# [Given instruction]
Copy the listing below word for word, from the line with "For each instance of the fork" to the line with "[[374, 349], [168, 317], [409, 358]]", including both of those lines.

===============

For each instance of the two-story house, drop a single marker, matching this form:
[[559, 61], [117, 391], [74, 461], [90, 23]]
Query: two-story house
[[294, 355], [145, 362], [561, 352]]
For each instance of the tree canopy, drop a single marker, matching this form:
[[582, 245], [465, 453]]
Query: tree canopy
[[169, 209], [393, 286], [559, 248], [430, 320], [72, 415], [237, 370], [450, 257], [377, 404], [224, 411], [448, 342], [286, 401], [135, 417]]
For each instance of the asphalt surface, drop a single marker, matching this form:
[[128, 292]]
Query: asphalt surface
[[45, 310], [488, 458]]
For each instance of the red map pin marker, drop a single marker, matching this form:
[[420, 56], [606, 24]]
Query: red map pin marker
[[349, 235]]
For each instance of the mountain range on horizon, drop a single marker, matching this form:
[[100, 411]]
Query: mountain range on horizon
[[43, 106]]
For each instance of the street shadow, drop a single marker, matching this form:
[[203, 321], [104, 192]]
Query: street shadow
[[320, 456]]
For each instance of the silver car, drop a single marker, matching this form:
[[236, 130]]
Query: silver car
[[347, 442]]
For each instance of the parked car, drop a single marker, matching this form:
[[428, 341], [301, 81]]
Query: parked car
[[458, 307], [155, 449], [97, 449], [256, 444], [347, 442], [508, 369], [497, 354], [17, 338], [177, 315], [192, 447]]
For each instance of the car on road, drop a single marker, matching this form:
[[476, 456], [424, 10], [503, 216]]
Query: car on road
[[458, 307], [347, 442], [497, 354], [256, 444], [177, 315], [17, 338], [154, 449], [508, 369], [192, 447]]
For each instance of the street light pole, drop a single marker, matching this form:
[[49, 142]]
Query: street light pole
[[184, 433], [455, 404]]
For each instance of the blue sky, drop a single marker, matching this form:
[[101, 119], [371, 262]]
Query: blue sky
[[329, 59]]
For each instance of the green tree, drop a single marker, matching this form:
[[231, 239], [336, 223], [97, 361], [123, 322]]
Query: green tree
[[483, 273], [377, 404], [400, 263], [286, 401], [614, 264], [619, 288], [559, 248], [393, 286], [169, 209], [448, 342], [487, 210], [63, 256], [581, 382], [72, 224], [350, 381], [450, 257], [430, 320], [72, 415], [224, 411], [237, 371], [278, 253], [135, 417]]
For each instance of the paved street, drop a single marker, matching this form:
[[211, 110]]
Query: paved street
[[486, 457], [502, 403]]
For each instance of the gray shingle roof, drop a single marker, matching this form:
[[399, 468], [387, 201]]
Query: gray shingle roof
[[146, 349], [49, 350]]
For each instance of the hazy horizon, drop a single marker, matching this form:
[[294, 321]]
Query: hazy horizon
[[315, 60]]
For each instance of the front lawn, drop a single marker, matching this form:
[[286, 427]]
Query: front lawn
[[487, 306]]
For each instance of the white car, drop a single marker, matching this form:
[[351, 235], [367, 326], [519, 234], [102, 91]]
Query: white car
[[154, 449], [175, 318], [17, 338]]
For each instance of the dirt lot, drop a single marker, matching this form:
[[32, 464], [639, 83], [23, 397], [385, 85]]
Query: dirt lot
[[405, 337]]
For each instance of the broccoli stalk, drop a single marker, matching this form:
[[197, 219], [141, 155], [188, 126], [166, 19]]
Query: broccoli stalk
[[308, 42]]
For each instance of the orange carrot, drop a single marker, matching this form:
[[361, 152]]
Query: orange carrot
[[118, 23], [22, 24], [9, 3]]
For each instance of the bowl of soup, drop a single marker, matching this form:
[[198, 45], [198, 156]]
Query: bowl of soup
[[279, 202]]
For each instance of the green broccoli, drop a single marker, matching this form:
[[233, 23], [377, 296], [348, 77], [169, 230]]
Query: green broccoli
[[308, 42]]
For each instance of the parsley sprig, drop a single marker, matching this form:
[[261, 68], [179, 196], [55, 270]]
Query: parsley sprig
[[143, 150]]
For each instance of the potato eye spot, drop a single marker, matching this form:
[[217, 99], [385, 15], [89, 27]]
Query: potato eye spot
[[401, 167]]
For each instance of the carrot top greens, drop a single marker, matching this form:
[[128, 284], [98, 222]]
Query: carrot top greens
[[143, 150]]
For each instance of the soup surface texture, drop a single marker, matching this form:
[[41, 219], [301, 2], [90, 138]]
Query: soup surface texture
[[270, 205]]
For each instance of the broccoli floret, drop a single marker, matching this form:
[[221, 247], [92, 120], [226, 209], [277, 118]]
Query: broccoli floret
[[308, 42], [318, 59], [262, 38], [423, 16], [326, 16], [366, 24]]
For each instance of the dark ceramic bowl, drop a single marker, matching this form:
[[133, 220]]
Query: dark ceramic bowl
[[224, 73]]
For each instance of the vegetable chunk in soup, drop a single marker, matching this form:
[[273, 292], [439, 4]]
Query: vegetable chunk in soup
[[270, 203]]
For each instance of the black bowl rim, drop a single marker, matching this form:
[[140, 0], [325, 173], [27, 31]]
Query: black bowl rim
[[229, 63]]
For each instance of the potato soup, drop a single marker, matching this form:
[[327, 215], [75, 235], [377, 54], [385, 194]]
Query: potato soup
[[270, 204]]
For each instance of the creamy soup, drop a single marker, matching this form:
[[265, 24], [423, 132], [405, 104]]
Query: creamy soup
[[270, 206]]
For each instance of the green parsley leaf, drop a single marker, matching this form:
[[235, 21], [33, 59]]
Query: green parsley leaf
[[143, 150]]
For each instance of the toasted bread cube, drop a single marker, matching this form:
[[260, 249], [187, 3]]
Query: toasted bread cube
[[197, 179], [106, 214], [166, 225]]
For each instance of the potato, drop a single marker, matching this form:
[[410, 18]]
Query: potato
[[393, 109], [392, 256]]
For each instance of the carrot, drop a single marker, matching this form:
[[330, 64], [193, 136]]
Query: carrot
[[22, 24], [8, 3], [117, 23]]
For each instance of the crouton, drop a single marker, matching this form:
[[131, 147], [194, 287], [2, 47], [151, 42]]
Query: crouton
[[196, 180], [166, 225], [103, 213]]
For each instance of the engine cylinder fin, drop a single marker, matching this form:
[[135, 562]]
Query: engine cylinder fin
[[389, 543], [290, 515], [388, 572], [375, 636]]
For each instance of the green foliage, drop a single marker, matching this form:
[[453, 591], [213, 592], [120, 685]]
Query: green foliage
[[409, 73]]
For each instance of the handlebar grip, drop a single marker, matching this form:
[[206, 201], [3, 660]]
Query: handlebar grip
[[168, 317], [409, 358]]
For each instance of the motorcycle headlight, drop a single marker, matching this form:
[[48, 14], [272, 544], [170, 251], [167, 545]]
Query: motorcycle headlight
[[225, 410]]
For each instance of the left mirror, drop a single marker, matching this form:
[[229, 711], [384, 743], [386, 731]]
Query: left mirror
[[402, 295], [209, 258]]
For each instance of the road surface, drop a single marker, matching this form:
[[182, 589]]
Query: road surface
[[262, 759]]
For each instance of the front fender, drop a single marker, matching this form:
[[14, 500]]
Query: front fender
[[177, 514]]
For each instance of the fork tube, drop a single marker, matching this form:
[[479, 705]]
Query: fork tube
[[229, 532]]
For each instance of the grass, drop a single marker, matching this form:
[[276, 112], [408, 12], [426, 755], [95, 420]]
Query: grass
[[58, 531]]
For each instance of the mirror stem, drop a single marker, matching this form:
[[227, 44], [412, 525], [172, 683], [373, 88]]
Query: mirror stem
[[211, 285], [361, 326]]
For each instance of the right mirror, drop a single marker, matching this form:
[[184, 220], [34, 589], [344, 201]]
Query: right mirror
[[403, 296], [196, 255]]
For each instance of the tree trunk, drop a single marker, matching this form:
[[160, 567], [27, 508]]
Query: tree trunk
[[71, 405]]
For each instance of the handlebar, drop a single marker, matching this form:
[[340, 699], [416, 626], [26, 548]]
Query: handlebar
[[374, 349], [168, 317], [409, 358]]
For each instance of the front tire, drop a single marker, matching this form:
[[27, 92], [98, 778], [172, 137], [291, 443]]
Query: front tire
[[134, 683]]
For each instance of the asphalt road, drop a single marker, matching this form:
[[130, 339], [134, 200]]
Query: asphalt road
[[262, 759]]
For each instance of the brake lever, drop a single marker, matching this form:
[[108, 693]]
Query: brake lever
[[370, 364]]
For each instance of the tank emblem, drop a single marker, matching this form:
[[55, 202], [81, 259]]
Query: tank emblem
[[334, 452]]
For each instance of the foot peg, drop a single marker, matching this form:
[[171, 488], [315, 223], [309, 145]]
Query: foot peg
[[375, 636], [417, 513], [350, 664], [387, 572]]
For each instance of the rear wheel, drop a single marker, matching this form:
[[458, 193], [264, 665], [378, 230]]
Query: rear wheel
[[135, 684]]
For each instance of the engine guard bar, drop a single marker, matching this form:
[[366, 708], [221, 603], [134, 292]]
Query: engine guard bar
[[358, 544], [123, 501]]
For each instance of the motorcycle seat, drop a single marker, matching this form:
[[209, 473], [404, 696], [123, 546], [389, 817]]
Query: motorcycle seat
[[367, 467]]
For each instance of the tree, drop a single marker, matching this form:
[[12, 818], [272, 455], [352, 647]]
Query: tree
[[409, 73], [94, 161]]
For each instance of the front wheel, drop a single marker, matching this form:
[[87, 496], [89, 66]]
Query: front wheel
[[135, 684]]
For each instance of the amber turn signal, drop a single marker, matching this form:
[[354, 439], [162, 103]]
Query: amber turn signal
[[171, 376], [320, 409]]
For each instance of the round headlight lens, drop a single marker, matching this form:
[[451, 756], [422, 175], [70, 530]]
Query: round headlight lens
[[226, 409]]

===============

# [Answer to the exercise]
For each instance of the fork tube, drop a single marker, matching this form:
[[479, 705]]
Query: fork tube
[[229, 532]]
For each instance of the grass, drop a single marker, matching this form:
[[276, 112], [408, 12], [426, 755], [95, 420]]
Query: grass
[[58, 531]]
For each instance of the mirror stem, drop a single marker, matching this form:
[[227, 44], [412, 525], [172, 683], [373, 88]]
Query: mirror stem
[[211, 285], [361, 326]]
For each instance of the right mirror, drop a single marker, matching this form:
[[184, 220], [34, 589], [344, 201]]
Query: right mirror
[[403, 296], [196, 255]]
For each instance of the tree trunk, drop a single marker, matching this form:
[[160, 567], [27, 508]]
Query: tree trunk
[[71, 405]]
For each instance of the handlebar, drop a single marker, matching this form:
[[340, 699], [416, 626], [26, 548]]
Query: handlebar
[[374, 349], [168, 317], [409, 358]]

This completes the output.